* _TASK DESCRIPTION_: Take the line containing "Objective — one marker per instance of the beige" and every line after it to the end of the material below; reproduce them exactly, without pictures.

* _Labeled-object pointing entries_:
►
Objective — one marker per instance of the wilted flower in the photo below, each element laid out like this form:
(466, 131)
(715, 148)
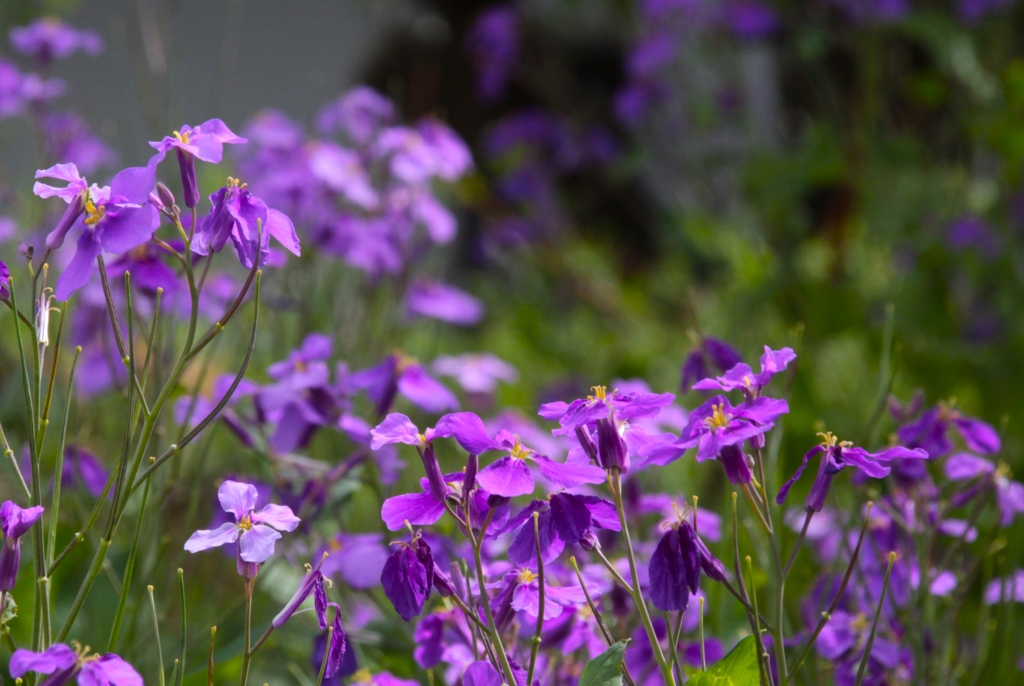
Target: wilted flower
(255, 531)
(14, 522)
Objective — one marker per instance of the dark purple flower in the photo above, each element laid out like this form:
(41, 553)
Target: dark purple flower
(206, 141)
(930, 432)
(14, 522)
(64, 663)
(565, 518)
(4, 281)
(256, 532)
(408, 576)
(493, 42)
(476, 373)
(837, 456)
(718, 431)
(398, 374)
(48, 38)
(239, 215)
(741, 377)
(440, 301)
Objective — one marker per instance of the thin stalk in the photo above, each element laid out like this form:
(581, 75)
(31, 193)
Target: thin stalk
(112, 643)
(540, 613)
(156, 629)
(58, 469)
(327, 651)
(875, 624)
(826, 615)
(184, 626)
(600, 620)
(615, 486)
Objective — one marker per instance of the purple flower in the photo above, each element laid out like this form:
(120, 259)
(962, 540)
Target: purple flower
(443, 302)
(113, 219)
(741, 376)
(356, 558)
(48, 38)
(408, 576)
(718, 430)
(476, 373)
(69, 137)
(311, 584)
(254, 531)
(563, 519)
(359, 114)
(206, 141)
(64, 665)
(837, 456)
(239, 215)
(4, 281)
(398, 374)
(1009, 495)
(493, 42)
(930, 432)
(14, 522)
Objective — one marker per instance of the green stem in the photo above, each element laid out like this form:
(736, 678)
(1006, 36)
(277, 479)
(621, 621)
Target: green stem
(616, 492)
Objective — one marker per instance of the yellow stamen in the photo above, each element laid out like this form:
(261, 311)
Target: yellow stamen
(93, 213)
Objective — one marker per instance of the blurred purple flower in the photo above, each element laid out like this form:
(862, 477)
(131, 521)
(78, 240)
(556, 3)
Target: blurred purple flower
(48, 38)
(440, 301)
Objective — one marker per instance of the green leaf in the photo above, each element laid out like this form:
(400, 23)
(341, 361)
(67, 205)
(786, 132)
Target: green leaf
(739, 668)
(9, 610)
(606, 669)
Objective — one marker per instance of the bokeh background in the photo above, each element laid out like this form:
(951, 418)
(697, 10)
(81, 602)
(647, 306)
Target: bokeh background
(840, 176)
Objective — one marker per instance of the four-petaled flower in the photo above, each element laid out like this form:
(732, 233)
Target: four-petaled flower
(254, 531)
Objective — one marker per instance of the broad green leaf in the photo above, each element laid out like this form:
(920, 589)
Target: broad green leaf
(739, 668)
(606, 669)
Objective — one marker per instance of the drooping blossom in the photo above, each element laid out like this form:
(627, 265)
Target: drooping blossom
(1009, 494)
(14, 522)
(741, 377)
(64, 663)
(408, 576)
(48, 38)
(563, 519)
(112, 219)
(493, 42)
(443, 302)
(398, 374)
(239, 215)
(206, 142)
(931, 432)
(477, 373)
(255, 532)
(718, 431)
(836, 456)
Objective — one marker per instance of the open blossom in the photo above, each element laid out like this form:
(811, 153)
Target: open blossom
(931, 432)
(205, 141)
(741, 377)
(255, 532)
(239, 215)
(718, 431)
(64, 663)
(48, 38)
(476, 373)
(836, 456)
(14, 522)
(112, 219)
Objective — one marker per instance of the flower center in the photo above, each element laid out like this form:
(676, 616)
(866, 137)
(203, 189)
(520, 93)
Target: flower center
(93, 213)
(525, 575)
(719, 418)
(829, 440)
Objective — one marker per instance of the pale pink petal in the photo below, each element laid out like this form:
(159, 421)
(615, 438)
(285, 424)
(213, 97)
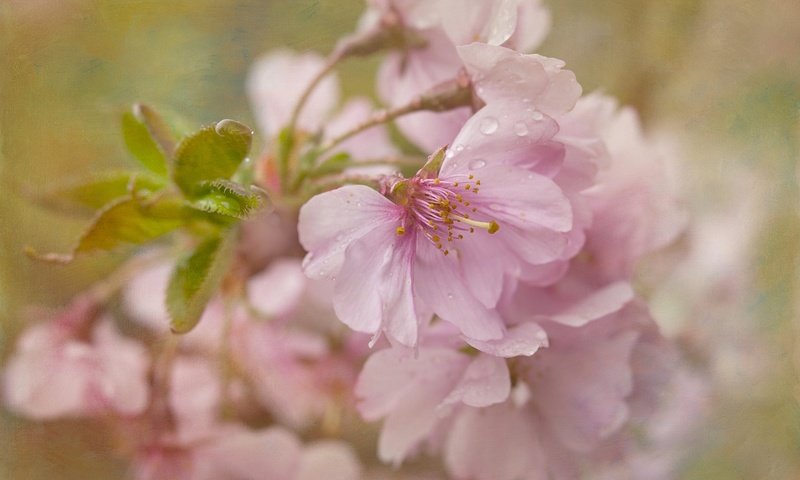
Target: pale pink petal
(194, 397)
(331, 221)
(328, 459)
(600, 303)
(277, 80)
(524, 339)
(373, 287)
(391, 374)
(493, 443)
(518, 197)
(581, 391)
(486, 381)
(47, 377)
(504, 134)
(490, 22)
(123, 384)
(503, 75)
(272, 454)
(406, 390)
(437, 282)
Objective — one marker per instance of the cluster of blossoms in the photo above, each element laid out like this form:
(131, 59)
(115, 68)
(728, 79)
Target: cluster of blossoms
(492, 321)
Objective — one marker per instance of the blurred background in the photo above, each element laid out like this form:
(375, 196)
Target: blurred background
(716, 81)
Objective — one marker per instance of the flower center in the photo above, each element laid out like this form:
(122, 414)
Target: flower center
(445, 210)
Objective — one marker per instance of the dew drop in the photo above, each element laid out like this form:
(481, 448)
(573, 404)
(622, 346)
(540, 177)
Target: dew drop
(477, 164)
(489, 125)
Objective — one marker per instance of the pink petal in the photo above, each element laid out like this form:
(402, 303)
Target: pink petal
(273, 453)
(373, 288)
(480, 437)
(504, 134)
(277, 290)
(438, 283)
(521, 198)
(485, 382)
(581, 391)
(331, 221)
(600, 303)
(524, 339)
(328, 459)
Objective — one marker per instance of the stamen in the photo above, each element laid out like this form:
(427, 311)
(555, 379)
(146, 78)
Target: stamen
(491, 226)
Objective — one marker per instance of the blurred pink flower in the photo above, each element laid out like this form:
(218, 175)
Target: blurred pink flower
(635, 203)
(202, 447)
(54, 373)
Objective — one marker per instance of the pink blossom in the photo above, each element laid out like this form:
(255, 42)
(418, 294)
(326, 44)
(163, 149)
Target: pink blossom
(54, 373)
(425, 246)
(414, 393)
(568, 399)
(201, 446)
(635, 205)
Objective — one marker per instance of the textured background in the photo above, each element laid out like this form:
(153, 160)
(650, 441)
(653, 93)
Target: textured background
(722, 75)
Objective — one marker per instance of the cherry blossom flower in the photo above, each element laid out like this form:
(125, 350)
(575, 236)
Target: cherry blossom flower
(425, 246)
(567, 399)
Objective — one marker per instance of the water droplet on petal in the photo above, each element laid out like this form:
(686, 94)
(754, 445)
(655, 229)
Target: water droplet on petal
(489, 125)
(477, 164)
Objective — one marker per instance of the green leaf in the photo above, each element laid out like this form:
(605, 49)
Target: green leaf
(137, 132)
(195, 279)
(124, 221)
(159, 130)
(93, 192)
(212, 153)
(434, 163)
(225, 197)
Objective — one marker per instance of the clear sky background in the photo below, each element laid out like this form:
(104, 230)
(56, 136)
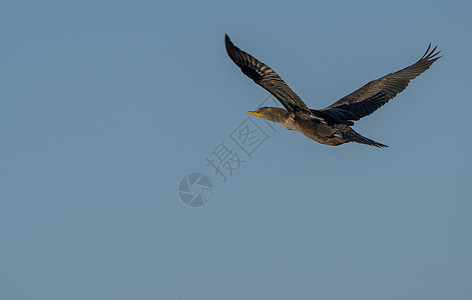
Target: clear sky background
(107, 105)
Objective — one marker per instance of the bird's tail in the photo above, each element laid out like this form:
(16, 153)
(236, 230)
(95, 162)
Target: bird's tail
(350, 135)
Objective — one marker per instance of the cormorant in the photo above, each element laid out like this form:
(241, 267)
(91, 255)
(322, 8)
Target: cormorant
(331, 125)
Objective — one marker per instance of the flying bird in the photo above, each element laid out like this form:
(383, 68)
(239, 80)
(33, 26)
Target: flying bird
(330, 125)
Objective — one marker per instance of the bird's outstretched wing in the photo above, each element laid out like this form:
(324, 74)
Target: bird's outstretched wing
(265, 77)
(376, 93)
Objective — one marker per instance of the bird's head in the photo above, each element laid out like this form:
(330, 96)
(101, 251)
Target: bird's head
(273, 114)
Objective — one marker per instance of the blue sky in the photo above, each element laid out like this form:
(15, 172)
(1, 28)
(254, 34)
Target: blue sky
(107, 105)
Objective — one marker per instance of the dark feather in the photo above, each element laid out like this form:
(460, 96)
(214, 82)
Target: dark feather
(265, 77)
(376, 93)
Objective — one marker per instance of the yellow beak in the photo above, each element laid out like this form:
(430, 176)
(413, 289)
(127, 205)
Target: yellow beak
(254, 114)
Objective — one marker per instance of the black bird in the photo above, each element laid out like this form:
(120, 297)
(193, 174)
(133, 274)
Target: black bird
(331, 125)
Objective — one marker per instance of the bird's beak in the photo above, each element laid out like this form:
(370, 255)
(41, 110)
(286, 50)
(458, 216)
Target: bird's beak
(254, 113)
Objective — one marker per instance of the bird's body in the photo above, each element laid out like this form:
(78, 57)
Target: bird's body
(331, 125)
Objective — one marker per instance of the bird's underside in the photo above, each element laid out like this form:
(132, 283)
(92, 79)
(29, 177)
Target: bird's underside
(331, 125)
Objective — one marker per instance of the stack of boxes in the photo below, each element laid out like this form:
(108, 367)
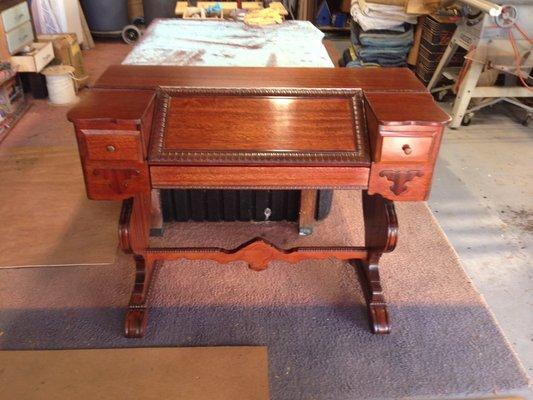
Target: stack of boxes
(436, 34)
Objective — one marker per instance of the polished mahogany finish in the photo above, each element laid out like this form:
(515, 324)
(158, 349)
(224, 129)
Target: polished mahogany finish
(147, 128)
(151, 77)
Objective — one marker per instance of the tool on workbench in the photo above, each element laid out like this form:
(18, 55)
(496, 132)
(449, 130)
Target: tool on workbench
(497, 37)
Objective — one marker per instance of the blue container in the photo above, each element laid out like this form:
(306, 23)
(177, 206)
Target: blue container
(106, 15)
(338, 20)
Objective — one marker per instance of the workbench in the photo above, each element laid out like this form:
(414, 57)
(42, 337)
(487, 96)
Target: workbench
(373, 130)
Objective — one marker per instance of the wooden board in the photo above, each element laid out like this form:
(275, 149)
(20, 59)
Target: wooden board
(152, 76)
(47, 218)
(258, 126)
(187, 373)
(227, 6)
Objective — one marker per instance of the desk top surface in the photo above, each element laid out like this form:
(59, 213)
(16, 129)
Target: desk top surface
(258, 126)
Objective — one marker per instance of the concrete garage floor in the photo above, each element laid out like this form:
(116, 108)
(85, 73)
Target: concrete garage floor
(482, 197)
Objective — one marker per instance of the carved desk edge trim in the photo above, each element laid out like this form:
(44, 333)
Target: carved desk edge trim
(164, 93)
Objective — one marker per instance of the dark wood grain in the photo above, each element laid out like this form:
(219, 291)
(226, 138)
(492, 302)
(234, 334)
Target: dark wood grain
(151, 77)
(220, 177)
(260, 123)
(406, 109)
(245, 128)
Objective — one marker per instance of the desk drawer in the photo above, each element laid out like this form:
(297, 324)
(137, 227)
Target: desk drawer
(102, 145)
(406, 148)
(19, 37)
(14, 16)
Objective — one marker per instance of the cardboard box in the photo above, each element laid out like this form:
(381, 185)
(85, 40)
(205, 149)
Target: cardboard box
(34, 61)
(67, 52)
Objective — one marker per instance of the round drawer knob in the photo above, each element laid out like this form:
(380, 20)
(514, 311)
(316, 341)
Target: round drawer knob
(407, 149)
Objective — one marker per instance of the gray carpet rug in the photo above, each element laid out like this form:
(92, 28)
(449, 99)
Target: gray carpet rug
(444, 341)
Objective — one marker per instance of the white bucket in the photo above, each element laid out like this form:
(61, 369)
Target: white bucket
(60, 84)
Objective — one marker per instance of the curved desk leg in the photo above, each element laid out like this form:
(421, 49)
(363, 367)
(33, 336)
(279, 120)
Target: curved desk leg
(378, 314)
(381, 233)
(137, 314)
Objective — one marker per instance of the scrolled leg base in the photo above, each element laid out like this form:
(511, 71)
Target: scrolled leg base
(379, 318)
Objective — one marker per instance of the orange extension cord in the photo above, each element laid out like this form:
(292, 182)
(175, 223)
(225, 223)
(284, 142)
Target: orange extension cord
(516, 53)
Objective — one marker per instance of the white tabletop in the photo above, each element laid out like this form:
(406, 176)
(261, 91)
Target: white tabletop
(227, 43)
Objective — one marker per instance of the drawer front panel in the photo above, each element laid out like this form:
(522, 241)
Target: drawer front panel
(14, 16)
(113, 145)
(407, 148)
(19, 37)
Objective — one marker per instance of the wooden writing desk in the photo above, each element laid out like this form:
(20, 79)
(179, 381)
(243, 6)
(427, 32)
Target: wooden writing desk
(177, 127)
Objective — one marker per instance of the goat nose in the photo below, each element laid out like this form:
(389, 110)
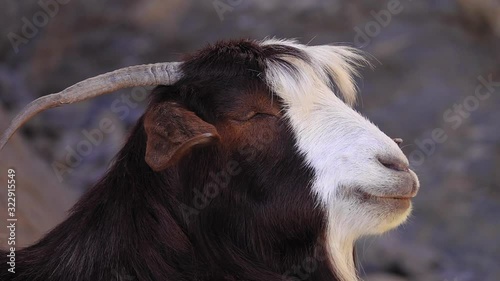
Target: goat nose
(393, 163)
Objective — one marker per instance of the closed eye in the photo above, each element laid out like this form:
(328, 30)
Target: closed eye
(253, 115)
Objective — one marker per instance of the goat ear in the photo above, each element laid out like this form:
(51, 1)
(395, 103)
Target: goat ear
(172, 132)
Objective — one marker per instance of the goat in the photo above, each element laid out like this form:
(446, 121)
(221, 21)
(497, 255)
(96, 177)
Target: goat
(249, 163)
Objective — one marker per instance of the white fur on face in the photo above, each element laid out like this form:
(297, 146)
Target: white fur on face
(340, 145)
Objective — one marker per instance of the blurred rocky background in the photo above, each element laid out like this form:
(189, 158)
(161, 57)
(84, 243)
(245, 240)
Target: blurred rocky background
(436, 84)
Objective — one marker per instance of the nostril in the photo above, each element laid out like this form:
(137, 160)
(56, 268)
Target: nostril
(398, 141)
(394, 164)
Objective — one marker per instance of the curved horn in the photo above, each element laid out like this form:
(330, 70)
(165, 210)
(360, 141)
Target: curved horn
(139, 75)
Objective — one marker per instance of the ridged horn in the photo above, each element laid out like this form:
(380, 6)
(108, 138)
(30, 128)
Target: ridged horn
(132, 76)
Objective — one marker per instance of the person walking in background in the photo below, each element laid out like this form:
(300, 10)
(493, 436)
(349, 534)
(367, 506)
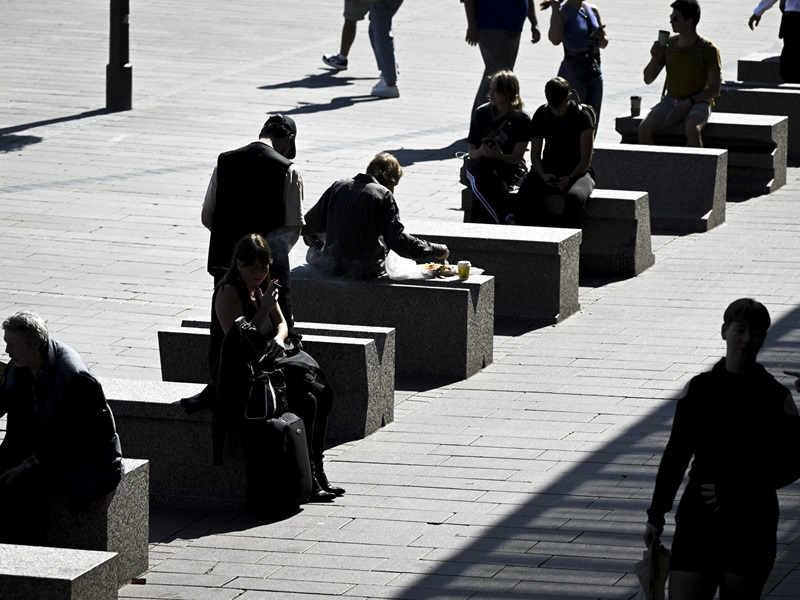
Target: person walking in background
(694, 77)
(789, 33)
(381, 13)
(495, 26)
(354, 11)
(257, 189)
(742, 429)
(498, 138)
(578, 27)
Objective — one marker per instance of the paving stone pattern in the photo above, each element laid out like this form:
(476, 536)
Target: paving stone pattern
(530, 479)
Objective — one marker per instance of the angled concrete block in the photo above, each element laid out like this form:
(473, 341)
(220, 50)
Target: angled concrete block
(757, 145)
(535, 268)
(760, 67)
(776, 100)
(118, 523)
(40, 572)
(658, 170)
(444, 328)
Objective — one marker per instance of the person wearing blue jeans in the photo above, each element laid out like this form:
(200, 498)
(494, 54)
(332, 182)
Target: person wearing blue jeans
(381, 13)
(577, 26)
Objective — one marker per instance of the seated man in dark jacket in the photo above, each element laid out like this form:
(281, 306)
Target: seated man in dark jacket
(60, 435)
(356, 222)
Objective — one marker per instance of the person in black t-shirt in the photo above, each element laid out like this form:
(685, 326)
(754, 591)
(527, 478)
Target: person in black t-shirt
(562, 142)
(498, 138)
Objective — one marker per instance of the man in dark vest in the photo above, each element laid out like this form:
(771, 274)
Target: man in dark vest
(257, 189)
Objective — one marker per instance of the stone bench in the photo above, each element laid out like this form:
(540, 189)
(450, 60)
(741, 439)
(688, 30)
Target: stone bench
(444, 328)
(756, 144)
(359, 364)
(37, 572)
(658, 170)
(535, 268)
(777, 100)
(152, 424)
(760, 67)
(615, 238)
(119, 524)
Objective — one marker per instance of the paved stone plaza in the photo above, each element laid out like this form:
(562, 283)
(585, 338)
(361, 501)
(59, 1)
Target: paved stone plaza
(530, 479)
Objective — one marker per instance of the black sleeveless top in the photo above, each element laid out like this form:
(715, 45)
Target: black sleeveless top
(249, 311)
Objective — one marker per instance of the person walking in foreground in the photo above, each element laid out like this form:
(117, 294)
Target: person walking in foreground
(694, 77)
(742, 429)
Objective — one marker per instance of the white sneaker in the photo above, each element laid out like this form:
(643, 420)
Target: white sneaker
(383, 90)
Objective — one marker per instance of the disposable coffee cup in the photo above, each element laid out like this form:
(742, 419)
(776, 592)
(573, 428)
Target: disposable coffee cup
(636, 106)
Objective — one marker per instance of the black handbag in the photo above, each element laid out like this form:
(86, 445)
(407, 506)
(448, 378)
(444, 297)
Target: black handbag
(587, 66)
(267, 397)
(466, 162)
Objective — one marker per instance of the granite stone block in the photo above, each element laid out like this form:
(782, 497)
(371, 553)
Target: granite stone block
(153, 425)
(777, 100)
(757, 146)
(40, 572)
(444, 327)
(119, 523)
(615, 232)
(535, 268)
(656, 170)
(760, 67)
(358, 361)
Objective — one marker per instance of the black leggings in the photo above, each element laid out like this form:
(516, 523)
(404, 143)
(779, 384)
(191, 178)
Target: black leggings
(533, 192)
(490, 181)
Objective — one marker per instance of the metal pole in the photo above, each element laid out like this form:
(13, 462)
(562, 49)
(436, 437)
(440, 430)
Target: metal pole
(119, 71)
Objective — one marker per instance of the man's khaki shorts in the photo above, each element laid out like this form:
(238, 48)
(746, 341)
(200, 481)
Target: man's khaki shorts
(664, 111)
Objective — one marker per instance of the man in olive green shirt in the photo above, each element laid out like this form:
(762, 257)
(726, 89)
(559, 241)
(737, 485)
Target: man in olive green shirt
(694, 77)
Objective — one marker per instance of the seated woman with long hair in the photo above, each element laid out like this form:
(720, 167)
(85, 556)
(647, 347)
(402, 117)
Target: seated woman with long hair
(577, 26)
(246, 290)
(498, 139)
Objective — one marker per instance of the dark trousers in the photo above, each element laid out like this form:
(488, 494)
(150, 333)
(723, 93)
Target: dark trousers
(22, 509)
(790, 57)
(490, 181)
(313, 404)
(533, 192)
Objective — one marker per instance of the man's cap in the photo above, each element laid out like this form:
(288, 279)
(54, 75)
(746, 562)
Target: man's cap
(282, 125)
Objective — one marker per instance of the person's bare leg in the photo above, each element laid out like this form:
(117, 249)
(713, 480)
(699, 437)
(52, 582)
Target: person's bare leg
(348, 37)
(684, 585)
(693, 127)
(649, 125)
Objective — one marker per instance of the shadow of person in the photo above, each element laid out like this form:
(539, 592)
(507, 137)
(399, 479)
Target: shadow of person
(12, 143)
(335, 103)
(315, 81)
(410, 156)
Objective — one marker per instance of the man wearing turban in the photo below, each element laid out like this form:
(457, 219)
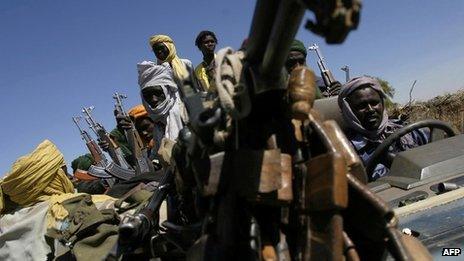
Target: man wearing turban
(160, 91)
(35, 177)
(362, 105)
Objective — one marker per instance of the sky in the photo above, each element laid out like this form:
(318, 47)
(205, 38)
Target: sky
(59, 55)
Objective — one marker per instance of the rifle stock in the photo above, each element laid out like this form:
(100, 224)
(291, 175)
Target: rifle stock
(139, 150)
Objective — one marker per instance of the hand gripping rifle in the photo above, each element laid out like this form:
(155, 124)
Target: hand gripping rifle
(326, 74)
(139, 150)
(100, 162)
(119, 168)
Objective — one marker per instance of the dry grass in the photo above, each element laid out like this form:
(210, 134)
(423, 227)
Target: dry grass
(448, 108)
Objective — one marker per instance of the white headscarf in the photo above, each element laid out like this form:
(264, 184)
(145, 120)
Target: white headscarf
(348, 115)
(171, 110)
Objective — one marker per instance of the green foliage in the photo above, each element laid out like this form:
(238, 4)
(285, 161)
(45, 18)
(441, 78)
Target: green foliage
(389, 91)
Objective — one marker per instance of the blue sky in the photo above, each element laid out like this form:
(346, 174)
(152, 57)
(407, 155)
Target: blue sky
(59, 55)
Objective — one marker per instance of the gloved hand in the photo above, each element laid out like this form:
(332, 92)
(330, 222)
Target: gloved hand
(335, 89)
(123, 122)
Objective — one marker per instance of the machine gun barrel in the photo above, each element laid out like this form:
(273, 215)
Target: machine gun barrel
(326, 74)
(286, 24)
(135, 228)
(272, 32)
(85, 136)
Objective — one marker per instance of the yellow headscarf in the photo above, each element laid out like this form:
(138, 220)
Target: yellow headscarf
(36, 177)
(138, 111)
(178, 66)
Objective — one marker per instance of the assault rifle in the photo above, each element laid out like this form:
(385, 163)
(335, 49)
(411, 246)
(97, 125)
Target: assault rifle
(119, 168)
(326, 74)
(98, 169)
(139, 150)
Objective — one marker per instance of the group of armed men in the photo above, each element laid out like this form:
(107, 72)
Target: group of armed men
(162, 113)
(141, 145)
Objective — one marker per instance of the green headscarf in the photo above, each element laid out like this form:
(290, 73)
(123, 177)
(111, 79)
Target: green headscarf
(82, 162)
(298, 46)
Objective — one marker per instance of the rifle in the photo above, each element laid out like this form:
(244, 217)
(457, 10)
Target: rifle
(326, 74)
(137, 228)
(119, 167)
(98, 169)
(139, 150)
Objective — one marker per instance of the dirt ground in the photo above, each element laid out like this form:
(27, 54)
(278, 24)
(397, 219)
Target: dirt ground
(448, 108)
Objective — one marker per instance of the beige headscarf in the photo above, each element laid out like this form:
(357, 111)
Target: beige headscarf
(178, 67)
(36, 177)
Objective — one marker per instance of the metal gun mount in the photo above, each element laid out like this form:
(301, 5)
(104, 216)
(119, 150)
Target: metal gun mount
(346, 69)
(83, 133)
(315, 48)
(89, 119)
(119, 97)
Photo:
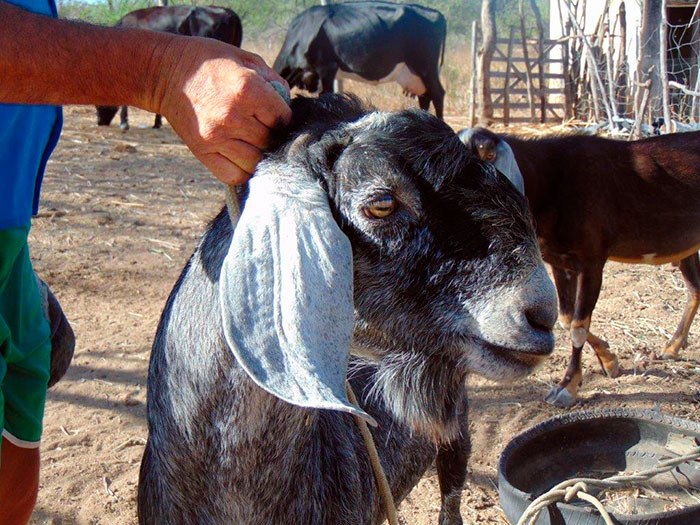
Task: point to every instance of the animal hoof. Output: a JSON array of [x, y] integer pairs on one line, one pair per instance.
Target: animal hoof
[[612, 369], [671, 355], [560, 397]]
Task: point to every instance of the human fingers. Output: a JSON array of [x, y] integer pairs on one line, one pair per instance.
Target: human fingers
◄
* _WRITTEN RESPONSE_:
Objective — one marker per instance of the beige headscarf in the photo above, each element laid out like this form:
(357, 111)
Target: beige headscarf
(178, 67)
(36, 177)
Objective — one marker per instance of the metal gun mount in the photo above, each element laid out like this form:
(301, 5)
(104, 216)
(119, 150)
Target: metal gun mount
(346, 69)
(83, 133)
(315, 48)
(89, 119)
(119, 97)
Photo:
Task: point to every instance of the animal hoof. Output: a JSON array of [x, y] integer pairs on one line, one pair per instance.
Target: animal hoof
[[612, 369], [671, 355], [560, 397]]
Task: point to every instance of the human fingers. Output: a JSON array of [x, y] integer pairs on one line, one pair per instance.
Target: human fingers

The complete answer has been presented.